### [SOURCE EXCERPT]

Hasan Minhaj On 'The Daily Show', DJ Khaled And The American Dream

Originally published on Slant.

It's hard to know what to expect when you're standing in the lobby of The Cherry Lane Theater waiting for Hasan Minhaj's one-man show, Homecoming King, to begin. 

The theater, which happens to be New York City's longest continuously running off-Broadway theater, is tucked inconspicuously on Commerce Street, far from the marquees of Times Square, yet still separated from the artistic enclaves of Greenwich Village. The posters of past shows adorn the walls of the lobby, featuring all-time great playwrights like David Mamet, Sam Shepard, Edward Albee, Gertrude Stein, and more. 

Is this going to be a comedy show? Serious theater? Something in between?

Courtesy of Hasan Minhaj

Courtesy of Hasan Minhaj

In Homecoming King, Minhaj recounts usually hilarious and sometimes heartbreaking anecdotes about growing up the son of Indian immigrants in Davis, California. While the show explores themes like first love and the American Dream, in the end, everything comes down to one Hindi phrase repeated throughout the evening: "log kya kahenge?" 

"What will people think?"

So while Minhaj's show is extremely personal, focused on his memories of being picked on, being stood up at prom, and eventually finding career success as a new correspondent on The Daily Show, it's really about something more universal: fear of judgment and how that fear stifles our identities and relationships. 

I met with Minhaj at The Daily Show studio in Hell's Kitchen to talk about his new show(s) and what he's learned from mining the past for laughs and life lessons.

SD: So why do you call your show Homecoming King? What’s the meaning behind that name?

HM: Yeah, to me it was actually a play on words because I never went to a school dance or any of that stuff growing up. And so that whole culture was foreign to me. I kind of grew up like most kids in high school. I was not part of the "cool crowd" and I was just kind of meandering and figuring out my way through high school, especially being a first generation kid. 

There wasn’t a whole lot of diversity at my school. These things were so foreign to me. I actually called it that because the center of the whole show is based around this love story, me falling in love with this girl for the first time and it centers itself around that. And between me and Bethany Reid, you see it play out through the play and then everything comes around.

### [SET PROBLEM 1]
Count the lines in the records below that contain the word "orange". Reply with the number alone.

### [MATERIAL SHOWN]
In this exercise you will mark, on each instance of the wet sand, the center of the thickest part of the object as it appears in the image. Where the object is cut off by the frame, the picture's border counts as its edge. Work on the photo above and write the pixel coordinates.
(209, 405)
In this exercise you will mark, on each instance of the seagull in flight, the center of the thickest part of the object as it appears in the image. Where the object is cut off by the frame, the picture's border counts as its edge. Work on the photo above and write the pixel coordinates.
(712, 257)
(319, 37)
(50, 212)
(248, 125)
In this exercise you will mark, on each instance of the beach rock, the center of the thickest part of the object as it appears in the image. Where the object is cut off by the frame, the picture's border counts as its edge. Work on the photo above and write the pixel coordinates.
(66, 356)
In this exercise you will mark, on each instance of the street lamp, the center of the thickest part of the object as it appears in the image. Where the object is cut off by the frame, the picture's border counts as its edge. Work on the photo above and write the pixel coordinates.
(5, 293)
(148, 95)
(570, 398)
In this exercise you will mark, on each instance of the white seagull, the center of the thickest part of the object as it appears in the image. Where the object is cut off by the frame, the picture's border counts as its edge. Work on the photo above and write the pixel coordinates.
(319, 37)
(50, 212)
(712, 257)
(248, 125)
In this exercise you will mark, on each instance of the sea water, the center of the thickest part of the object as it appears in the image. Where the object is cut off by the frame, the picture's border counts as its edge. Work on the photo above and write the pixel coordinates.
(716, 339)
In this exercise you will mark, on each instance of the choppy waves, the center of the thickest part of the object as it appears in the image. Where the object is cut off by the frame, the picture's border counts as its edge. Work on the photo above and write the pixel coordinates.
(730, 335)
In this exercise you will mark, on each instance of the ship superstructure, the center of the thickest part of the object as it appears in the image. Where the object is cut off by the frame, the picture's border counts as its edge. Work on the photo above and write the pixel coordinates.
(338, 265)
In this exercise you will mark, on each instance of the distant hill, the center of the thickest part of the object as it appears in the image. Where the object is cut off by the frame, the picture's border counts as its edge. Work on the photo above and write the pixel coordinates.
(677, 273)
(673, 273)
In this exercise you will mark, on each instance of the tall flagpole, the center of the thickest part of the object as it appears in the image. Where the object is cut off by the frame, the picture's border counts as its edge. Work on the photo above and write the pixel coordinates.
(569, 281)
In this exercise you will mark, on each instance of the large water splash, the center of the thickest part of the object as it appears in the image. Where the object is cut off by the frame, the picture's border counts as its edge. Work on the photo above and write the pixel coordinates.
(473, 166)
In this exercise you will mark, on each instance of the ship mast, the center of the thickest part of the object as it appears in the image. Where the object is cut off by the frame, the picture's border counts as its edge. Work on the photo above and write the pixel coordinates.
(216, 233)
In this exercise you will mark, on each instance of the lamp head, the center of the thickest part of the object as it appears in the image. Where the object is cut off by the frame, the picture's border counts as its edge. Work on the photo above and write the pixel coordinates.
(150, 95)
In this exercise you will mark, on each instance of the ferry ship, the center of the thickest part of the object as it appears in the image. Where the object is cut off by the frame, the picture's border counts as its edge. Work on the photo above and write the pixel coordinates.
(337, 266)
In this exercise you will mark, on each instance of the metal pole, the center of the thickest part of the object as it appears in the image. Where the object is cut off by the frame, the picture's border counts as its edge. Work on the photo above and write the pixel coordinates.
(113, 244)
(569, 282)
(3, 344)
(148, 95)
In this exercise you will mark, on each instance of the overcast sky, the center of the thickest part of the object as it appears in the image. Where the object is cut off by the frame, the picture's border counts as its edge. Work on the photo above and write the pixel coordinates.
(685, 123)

...

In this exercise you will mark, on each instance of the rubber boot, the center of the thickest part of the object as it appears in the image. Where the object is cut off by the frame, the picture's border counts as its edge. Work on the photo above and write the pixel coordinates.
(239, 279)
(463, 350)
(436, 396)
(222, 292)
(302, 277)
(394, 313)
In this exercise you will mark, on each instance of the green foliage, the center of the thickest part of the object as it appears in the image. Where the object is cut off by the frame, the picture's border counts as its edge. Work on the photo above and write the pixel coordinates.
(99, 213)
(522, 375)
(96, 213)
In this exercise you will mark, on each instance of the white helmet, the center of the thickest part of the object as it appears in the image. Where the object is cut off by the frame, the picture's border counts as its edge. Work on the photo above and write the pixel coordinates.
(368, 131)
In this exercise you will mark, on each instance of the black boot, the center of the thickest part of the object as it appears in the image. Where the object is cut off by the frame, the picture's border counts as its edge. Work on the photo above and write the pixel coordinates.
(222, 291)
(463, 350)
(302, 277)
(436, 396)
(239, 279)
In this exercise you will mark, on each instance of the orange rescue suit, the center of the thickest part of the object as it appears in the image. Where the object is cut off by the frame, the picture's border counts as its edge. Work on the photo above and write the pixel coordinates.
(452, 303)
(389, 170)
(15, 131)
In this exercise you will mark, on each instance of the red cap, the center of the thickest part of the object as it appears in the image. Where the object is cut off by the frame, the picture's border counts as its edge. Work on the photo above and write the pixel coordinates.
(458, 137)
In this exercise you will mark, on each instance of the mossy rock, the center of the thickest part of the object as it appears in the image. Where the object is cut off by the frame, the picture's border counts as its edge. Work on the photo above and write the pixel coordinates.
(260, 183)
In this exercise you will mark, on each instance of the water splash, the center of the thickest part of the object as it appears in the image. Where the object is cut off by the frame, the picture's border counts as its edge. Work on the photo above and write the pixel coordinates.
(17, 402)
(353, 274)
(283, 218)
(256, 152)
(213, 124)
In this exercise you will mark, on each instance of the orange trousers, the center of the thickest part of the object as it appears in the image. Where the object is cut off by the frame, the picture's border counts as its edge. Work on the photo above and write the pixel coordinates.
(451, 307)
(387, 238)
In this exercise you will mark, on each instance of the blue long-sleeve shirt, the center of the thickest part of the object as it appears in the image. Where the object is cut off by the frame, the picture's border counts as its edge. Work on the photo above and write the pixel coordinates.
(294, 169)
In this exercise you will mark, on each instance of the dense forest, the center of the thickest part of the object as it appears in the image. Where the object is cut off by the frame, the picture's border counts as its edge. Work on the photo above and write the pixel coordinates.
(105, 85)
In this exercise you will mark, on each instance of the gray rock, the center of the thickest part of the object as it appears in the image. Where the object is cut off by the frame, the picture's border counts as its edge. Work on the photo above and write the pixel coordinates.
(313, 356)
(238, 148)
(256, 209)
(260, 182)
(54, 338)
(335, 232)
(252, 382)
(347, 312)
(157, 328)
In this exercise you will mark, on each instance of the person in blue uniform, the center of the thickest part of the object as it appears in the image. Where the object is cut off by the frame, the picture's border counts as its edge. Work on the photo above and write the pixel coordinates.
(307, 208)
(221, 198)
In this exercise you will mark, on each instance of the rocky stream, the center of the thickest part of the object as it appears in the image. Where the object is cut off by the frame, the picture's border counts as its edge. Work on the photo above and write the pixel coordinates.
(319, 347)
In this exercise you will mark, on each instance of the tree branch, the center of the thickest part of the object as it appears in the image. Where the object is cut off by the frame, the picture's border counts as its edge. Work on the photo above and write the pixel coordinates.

### [SET PROBLEM 2]
Carry on the Hasan Minhaj interview from the point where it stops.

### [FINAL RESULT 1]
2

### [FINAL RESULT 2]
And so, to me, it’s a story of how I think love can truly overcome fear. Everything comes full circle. And, unlike The Daily Show, which is such a topical show, this is such a personal narrative about my experiences growing up in Davis that it was kind of like a homecoming of sorts. My goal is to eventually bring it to Davis. 

SD: How does someone go about writing a one man show? There are so many standup elements in it, but there’s obviously this narrative running throughout that’s not a typical standup set. How did you decide, "Okay, I’m going to turn this into a theater piece" versus "I can just use this and go to clubs and talk about some of these segments?" What was the starting point?

HM: There’s this thing called The Moth which is a really, really popular radio show where two stories are told live on stage. Katherine Burns, who is the creative director of The Moth, came to Los Angeles for a Moth story slam with a bunch of comedians and the theme was heartbreak. And this was about two and a half years ago. I get a call and she goes, "Hey, I would love for you to do this show." I go, "Is it a comedy show?" And she says, "No, it’s a storytelling show and the theme is heartbreak. So just tell like a five-minute story about heartbreak."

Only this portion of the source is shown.